- [About this task]: Would you please write out the records below exactly as they appear?
### Data in this exercise ###
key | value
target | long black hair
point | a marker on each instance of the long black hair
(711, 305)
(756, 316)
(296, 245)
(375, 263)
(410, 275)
###
- [Written response]:
key | value
target | long black hair
point | a marker on each instance of the long black hair
(711, 305)
(756, 316)
(296, 245)
(375, 263)
(410, 275)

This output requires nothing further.